The Arab Spring protests kicked off on December 17, 2010.
For two years, dictatorial governments across Tunisia, Libya, Egypt, Yemen, Syria, and Bahrain were challenged by their long-oppressed people.
This chain reaction also led to uprisings across Morocco, Iraq, Algeria, Lebanon, Jordan, Kuwait, Oman, and Sudan.
Social media’s ability to both mobilize and catalyze individual experiences in real time played a central role in empowering the masses to fight for their perceived injustice.
Then, on the other end of the spectrum, you have rampant disinformation.
Just like that – in the blink of an eye – social media goes from hero to villain.
And that’s only part of the reason why social media marketing continues to be misunderstood (at best) or divisive (at worst).
Because to understand how to do social media marketing properly, you first need to understand what social media is (and isn’t).
Social media is a catch-all term for any digital, interactive community. For instance, Twitter is a platform designed to let people share short messages and media links with others. Facebook, meanwhile, is a full-blown social networking site where users share updates, images and videos, join events and groups, and do a variety of other activities.
Social media marketing is the use of popular social media platforms to connect with your target audience and market your brand’s products and services.
Nothing in marketing is new.
For instance, “content marketing” might currently be en vogue. But it’s been around since at least 1900 when the Michelin tyre (with a “y”) company created the Michelin Guide books as a way to get tourists to drive more, sampling various restaurants throughout France.
A book. Celebrating restaurants and chefs. Created by a tire company. To sell more tires.
Sounds a whole lot like what we’re all doing today!
Incredibly, John Deere’s The Furrow actually beat the French upstarts by five years, with the first publication rolling out in 1885.
Social media is no different.
Social networks haven’t changed marketing. It isn’t some new-fangled thang. The underlying principles behind building an audience of active users on TikTok actually aren’t that different from doing the same inside AOL fan pages nearly two decades ago.
Sure, some obvious things are different. Tech standards have evolved tremendously. The rules of engagement are different. In other words, how you go about executing the tactics has evolved.
To better understand a social media marketing strategy, then, view it through the same 1960s lens as the 4Ps you learned on the very first day in Marketing 101:
Most marketers today focus on the bottom two Ps to drive business goals:
A social media marketing plan is like an amalgamation of those two classic marketing principles that have been around since the golden days of advertising.

[Records supplied]:
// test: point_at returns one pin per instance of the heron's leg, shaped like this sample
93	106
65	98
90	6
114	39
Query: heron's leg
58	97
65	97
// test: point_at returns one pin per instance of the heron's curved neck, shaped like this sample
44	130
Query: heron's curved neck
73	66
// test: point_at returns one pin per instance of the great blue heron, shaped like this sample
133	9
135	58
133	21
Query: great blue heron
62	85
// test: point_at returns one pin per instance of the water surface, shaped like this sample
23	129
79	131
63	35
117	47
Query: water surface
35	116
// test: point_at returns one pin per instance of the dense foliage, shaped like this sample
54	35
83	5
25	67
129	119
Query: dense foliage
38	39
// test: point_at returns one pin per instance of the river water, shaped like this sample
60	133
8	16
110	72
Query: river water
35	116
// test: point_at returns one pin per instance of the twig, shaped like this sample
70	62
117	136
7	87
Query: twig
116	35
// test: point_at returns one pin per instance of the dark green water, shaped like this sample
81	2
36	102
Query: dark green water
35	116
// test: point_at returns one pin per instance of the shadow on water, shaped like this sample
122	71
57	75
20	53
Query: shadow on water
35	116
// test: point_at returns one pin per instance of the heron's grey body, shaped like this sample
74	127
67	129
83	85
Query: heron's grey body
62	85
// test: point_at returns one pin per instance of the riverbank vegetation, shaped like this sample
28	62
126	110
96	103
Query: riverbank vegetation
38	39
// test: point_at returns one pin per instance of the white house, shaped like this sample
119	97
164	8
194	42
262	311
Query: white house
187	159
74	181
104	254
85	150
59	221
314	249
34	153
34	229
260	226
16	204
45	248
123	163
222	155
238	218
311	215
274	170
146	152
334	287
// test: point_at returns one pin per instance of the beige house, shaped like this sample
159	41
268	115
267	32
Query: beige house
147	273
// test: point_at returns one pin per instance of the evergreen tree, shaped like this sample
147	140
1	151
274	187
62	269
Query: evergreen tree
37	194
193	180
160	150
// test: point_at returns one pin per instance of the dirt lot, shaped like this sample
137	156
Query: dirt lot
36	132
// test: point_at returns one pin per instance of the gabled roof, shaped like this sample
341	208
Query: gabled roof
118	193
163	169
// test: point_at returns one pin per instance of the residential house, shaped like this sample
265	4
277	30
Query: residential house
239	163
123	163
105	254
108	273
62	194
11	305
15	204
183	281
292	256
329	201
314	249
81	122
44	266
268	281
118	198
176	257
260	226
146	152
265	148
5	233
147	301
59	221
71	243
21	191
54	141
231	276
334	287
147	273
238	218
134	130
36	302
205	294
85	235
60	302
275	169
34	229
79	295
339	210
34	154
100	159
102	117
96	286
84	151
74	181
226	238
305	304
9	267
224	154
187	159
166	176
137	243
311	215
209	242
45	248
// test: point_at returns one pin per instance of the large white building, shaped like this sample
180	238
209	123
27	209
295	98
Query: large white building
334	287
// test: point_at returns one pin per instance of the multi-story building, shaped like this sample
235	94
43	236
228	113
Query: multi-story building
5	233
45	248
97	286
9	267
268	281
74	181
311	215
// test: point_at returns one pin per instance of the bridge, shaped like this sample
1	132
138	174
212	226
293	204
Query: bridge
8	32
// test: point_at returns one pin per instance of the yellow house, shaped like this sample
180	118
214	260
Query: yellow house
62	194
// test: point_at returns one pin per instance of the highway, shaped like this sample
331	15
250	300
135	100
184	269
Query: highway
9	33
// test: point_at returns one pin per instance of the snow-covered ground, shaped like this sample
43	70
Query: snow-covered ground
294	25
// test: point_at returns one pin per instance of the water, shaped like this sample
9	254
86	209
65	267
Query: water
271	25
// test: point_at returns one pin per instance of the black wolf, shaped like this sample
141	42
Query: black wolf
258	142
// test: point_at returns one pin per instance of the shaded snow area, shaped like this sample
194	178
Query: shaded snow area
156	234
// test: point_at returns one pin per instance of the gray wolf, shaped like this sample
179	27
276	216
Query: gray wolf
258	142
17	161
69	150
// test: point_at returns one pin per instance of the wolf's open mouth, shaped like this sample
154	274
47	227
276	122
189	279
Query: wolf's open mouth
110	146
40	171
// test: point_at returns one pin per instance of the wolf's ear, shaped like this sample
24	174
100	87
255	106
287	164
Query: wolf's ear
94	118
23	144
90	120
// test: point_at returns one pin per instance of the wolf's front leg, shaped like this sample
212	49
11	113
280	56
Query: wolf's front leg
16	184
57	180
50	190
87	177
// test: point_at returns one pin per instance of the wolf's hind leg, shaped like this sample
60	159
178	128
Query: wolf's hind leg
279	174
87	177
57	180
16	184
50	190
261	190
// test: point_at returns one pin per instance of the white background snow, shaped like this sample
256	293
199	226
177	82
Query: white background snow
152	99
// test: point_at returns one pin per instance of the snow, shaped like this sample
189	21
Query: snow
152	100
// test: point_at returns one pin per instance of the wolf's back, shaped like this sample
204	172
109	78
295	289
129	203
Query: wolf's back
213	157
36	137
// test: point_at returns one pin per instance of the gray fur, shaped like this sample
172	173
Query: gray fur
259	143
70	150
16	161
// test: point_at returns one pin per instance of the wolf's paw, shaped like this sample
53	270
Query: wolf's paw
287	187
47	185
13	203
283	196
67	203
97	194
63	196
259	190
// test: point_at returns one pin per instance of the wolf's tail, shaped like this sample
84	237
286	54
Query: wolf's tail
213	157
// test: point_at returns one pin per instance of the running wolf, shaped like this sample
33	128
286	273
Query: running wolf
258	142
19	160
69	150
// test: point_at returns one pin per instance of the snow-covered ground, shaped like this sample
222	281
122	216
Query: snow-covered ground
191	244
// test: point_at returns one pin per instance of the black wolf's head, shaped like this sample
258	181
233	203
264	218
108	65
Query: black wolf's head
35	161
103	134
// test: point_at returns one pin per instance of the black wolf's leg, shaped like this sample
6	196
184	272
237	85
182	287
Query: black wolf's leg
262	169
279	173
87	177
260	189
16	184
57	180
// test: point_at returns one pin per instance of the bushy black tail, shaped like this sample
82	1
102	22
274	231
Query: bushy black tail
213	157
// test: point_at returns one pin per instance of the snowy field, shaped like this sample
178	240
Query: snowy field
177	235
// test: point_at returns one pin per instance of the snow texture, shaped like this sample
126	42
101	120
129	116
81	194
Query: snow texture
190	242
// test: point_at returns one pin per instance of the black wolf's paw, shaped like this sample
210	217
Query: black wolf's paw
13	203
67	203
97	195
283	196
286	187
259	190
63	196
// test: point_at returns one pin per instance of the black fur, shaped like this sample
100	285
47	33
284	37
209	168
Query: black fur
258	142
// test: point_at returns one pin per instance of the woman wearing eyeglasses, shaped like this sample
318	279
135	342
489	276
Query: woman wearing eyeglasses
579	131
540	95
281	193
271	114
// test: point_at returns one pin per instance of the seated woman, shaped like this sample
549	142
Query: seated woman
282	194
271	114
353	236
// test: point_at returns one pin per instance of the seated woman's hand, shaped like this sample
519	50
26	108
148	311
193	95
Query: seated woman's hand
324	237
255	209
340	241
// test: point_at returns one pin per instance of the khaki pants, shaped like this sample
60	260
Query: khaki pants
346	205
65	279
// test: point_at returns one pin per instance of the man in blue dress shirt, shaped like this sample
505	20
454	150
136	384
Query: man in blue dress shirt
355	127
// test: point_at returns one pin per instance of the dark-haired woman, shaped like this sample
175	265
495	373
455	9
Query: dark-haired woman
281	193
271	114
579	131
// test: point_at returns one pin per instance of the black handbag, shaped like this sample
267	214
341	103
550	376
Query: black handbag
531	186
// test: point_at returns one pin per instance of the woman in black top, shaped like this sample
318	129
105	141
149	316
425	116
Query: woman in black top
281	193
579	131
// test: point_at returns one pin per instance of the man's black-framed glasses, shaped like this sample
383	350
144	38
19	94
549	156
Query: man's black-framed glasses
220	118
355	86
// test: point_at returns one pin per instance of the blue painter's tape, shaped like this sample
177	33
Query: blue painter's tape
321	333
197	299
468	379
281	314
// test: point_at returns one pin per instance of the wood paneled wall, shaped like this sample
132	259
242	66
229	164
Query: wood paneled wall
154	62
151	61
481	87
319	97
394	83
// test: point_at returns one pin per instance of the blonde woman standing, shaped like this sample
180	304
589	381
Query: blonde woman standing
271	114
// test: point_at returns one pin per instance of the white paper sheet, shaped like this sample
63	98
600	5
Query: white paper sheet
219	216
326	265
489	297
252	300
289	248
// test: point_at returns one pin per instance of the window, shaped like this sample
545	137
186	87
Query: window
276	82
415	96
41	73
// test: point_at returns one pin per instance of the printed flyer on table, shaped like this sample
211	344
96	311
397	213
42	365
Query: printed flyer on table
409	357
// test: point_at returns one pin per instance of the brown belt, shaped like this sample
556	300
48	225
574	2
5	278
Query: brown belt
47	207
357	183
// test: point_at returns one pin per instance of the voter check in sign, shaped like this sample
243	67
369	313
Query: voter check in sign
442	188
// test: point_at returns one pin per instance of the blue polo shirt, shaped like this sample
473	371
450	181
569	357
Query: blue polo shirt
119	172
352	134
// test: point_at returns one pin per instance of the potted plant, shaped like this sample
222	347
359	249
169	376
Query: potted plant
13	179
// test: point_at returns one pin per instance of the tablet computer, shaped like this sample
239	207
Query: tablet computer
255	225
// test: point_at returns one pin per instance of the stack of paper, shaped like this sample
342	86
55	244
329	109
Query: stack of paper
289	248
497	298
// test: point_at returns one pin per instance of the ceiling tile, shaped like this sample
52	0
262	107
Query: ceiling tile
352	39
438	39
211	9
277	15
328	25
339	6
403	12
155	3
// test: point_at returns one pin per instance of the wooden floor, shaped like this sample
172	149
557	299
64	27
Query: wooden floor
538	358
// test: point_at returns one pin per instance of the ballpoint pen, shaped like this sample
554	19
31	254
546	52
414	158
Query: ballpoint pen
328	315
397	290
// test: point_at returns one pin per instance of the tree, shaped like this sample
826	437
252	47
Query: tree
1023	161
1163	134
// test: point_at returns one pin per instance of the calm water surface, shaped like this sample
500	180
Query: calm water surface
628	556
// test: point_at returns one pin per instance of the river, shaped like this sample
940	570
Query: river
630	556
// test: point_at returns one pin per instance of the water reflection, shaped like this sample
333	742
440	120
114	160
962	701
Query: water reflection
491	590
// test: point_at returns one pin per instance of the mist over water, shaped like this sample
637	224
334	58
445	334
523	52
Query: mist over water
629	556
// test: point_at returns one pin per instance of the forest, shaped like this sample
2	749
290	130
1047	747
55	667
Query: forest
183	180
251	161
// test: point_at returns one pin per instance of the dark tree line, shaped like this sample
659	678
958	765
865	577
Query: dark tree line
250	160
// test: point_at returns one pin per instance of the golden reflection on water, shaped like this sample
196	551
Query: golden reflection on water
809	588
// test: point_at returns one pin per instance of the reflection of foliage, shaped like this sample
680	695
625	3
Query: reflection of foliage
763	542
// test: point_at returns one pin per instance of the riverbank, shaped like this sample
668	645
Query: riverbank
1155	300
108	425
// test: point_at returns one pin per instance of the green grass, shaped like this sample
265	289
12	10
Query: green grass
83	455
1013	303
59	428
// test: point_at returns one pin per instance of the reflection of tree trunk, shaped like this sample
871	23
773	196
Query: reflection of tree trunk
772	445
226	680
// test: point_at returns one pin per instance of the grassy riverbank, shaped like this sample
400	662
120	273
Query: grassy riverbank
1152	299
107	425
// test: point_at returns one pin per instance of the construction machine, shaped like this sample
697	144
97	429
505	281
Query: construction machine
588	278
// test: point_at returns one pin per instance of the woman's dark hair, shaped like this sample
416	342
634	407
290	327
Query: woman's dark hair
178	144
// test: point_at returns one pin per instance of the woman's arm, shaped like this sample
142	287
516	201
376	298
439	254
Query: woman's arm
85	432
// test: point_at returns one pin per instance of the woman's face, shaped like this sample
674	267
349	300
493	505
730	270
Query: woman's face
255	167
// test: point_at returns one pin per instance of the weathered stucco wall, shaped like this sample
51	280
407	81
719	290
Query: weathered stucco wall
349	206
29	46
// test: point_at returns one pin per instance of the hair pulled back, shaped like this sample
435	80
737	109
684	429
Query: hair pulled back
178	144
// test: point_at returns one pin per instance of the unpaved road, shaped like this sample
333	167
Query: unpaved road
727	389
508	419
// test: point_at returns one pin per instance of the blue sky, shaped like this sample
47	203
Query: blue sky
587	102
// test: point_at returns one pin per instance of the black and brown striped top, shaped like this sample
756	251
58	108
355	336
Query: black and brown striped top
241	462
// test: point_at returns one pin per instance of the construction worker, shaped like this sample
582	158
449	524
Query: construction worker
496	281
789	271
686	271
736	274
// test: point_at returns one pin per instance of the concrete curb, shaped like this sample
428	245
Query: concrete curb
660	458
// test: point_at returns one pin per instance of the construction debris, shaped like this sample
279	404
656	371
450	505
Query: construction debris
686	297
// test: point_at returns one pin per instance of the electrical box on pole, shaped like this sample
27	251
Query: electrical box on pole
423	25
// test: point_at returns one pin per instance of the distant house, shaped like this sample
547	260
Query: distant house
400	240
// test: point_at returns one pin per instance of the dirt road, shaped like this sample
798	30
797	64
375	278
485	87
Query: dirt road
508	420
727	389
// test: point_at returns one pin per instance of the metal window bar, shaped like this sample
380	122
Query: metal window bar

[To-do list]:
**A.** The article on social media marketing names countries where the chain reaction led to uprisings. List all of them.
**B.** Transcribe a passage from the article on social media marketing, starting at the words "Sure, some obvious" and ending after "tactics has evolved.".

[Outputs]:
**A.** Morocco, Iraq, Algeria, Lebanon, Jordan, Kuwait, Oman, Sudan

**B.**
Sure, some obvious things are different. Tech standards have evolved tremendously. The rules of engagement are different. In other words, how you go about executing the tactics has evolved.